#### PROVIDED INFORMATION ####

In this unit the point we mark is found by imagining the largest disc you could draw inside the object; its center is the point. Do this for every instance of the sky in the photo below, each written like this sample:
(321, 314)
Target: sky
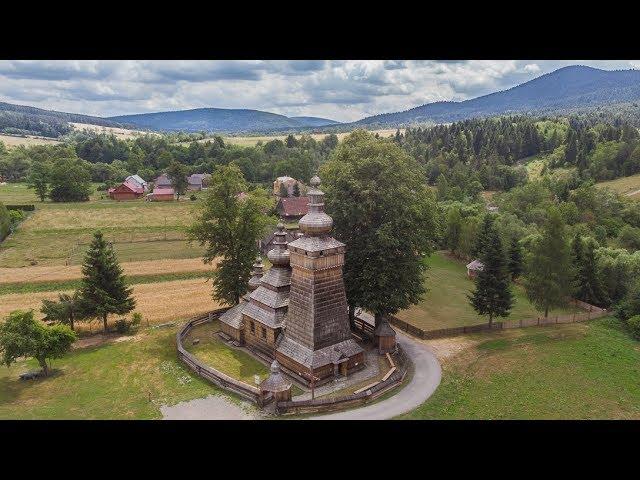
(343, 90)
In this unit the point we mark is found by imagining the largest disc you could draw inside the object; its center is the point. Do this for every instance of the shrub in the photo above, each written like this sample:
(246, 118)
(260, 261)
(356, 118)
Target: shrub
(634, 325)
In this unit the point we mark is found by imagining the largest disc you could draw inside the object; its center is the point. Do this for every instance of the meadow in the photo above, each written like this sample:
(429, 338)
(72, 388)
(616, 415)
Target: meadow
(585, 370)
(445, 305)
(59, 233)
(629, 186)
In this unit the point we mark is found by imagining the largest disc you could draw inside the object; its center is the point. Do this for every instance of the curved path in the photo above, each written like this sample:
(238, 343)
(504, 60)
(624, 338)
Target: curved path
(426, 378)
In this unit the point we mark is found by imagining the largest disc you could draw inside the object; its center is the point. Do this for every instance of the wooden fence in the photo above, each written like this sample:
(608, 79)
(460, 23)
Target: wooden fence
(591, 312)
(211, 374)
(391, 381)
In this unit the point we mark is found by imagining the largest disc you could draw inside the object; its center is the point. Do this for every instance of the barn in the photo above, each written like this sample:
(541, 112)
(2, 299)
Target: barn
(127, 190)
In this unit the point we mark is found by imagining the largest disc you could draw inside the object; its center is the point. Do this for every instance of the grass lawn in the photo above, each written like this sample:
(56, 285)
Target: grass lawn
(445, 304)
(572, 371)
(111, 381)
(625, 186)
(214, 352)
(59, 233)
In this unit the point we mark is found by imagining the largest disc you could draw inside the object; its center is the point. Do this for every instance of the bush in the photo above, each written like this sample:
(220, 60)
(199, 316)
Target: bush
(634, 325)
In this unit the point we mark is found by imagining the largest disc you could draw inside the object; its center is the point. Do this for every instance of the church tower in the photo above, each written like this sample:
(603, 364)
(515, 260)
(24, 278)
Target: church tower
(317, 338)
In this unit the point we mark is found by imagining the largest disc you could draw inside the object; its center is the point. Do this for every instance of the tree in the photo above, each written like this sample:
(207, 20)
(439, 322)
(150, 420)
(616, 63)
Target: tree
(515, 258)
(484, 236)
(548, 267)
(453, 229)
(587, 284)
(492, 295)
(103, 290)
(38, 179)
(66, 310)
(70, 181)
(229, 227)
(385, 214)
(177, 173)
(23, 336)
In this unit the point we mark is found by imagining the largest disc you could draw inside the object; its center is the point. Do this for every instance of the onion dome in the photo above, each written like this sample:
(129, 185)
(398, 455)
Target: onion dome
(279, 255)
(316, 222)
(275, 382)
(256, 274)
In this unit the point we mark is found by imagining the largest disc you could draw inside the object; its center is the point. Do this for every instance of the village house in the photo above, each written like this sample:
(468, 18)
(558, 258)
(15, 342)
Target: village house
(198, 181)
(292, 208)
(127, 190)
(138, 180)
(474, 267)
(162, 194)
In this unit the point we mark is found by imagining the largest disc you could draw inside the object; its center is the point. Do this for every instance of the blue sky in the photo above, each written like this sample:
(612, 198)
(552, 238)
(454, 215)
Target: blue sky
(343, 90)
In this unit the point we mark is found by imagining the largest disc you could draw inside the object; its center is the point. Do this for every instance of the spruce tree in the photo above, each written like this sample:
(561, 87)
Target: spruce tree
(492, 295)
(515, 258)
(103, 290)
(548, 274)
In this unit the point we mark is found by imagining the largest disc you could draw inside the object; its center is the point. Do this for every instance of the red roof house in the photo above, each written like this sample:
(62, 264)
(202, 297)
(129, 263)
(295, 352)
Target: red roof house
(127, 190)
(292, 208)
(161, 194)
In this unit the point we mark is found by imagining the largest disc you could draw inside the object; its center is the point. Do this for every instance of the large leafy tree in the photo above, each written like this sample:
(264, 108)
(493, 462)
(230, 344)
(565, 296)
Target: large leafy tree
(70, 181)
(177, 173)
(385, 214)
(228, 225)
(67, 310)
(548, 270)
(103, 290)
(492, 295)
(38, 179)
(21, 335)
(587, 284)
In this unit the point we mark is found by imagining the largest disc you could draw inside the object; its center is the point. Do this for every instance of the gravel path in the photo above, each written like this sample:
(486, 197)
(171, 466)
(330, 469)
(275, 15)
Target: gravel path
(426, 378)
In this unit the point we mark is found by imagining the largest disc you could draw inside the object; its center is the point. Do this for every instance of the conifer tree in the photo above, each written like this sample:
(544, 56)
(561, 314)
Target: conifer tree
(515, 258)
(103, 290)
(548, 275)
(492, 295)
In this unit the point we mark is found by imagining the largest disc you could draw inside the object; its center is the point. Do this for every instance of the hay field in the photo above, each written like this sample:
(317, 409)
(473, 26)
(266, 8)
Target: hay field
(14, 141)
(72, 272)
(157, 302)
(121, 133)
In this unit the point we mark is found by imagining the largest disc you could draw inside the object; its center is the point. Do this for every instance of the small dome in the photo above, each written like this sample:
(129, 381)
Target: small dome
(315, 181)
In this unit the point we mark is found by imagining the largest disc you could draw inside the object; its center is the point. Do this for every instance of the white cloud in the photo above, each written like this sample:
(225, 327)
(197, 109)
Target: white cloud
(342, 90)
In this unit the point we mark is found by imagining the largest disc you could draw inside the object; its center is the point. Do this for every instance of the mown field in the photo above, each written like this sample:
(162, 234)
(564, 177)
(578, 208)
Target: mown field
(629, 186)
(573, 371)
(14, 141)
(59, 233)
(445, 305)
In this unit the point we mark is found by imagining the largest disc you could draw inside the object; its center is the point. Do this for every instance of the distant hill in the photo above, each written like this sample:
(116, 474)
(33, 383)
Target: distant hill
(221, 120)
(22, 119)
(566, 88)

####

◆ **WORK TO COMPLETE**: Repeat the records above exactly. Pictures do not belong in the copy.

◆ **ANSWER SECTION**:
In this unit the point we mark is found by imagining the largest disc you could draw inside the object; its center is the point. Do this for every instance of the sky in the photo below, each written like this sample:
(321, 314)
Target: sky
(343, 90)
In this unit the point we mark is found by imagining the largest disc you could draw inside the object; its center is the point. Do this for every instance of the shrub in the photo above, each written like this sample:
(246, 118)
(260, 261)
(356, 118)
Target: shrub
(634, 325)
In this unit the point we mark is found by imagining the largest disc you could draw inside the object; its center is the point. Do this for every instance of the meadow in the photo above, each written like this sample:
(429, 338)
(72, 388)
(616, 415)
Target: meadow
(585, 370)
(445, 305)
(59, 233)
(629, 186)
In this unit the point we mark is found by imagining the largest disc you could draw inside the object; its center is the point. Do this for every instance of the curved path in the photo above, each written like this sample:
(238, 343)
(504, 60)
(624, 338)
Target: curved path
(426, 378)
In this unit the point we mark is found by imagining the largest disc you could draw inside the object; its center is the point. Do this for every instance of the wooden fence in the photo above, each written like this sample:
(608, 79)
(460, 23)
Target: wooden fence
(591, 312)
(211, 374)
(391, 381)
In this unit the point we mark is found by imagining the largest disc you could draw inside the object; its center is the point. Do this for every instance of the barn in the photo above, each written like this sample:
(541, 112)
(2, 299)
Target: barn
(127, 190)
In this unit the point we mark is found by imagining the largest disc you could draw inside the object; its center is the point. Do this for every instance of the grass lawn in the photo above, each written like this sample:
(56, 285)
Target: grass lawn
(445, 304)
(572, 371)
(111, 381)
(625, 186)
(214, 352)
(59, 233)
In this unit the point we mark is found by imagining the largest disc you could draw inside the object; its center is the point. Do this for every instance of the bush in the photo above, each written like this sample:
(220, 60)
(199, 316)
Target: bush
(634, 325)
In this unit the point we mark is found by imagining the largest disc you could draw inside the object; its center is the point. Do this for every instance of the church tower in the photo above, each written like this sample:
(603, 364)
(515, 260)
(24, 278)
Target: church tower
(317, 338)
In this unit the point we mark is found by imagining the largest disc you could draw inside the object; its center is the point. Do this for every instance of the tree in the photo above, each written like this sample:
(207, 20)
(439, 322)
(150, 420)
(616, 63)
Target: tree
(515, 258)
(484, 236)
(548, 267)
(453, 229)
(587, 284)
(492, 295)
(103, 290)
(38, 179)
(66, 310)
(70, 181)
(229, 227)
(385, 214)
(177, 173)
(23, 336)
In this unit the point we mark is found by imagining the largest disc you could draw inside the object; its center is the point. Do this for every instance of the onion dome in the photo above, each written like this sample:
(129, 185)
(398, 455)
Target: onion dome
(279, 255)
(316, 222)
(275, 382)
(256, 274)
In this unit the point we mark is found by imagining the largest disc you could draw inside the object; its center is the point. Do this for every instance of the village house in the photo above, each written like this sample:
(468, 18)
(558, 258)
(15, 342)
Target: village house
(198, 181)
(292, 208)
(127, 190)
(138, 180)
(474, 267)
(162, 194)
In this unit the point we mark is found by imagining the largest disc you could draw inside the object; its center is the point. Do this for every instance of the blue sky in the photo above, each written like this sample:
(612, 198)
(552, 238)
(454, 215)
Target: blue sky
(343, 90)
In this unit the point we mark is found by imagining the largest disc you could draw inside the object; its center is the point. Do this for every instance of the spruce tree in the photo above, each written like this sample:
(561, 87)
Target: spruce tree
(492, 295)
(515, 258)
(103, 290)
(548, 274)
In this unit the point we mark is found by imagining the largest disc you could draw inside the object; its center is the point. Do this for every instance of the red roof house in the photo above, each written like this sample:
(62, 264)
(202, 297)
(129, 263)
(295, 352)
Target: red roof house
(127, 190)
(292, 208)
(161, 194)
In this unit the point we mark is found by imagining the largest disc you could draw inside the object; its center is the point. Do this for every instance of the large leafy tree in the photo above, each written like this sample:
(264, 108)
(493, 462)
(230, 344)
(565, 296)
Target: large leafy tree
(70, 181)
(177, 173)
(385, 214)
(228, 225)
(67, 310)
(548, 270)
(103, 290)
(492, 295)
(38, 179)
(21, 335)
(587, 284)
In this unit the point we mark is found by imagining the largest disc you could draw inside the object; its center is the point. Do this for every instance of the gravel path in the photo above, each written like this sample:
(486, 197)
(171, 466)
(330, 469)
(275, 15)
Target: gravel path
(426, 378)
In this unit the point we mark is found by imagining the largest disc you could draw inside the object; its center is the point. Do this for every instance of the conifer tree in the photo above, each written like this sample:
(544, 56)
(561, 314)
Target: conifer tree
(515, 258)
(103, 290)
(548, 275)
(492, 295)
In this unit the point we mark is found by imagining the largest disc you could draw inside the object; its center is the point. Do this for every instance of the hay field in the photo above, each written like this sample:
(317, 409)
(473, 26)
(266, 8)
Target: hay field
(14, 141)
(72, 272)
(157, 302)
(121, 133)
In this unit the point we mark is found by imagining the largest disc you could draw inside the object; its center is the point. Do this for every instance of the small dome in the photo above, each written like this sample:
(129, 381)
Target: small dome
(315, 181)
In this unit the point we mark is found by imagining the largest disc you could draw inside the object; its center is the point. Do this for every instance of the white cloud in the photo above, each written like this sample:
(225, 327)
(197, 109)
Target: white cloud
(342, 90)
In this unit the point we mark is found by imagining the largest disc you could draw inside the object; its center is the point. Do this for every instance of the mown field in the photo above, each written like this sample:
(162, 234)
(564, 177)
(578, 208)
Target: mown field
(629, 186)
(573, 371)
(14, 141)
(59, 233)
(445, 305)
In this unit the point we mark is found by imagining the largest disc you could draw inside the object; its center is the point. Do this for every instance of the distant hill in the photo above, each written like this sample:
(116, 474)
(33, 383)
Target: distant hill
(221, 120)
(22, 119)
(566, 88)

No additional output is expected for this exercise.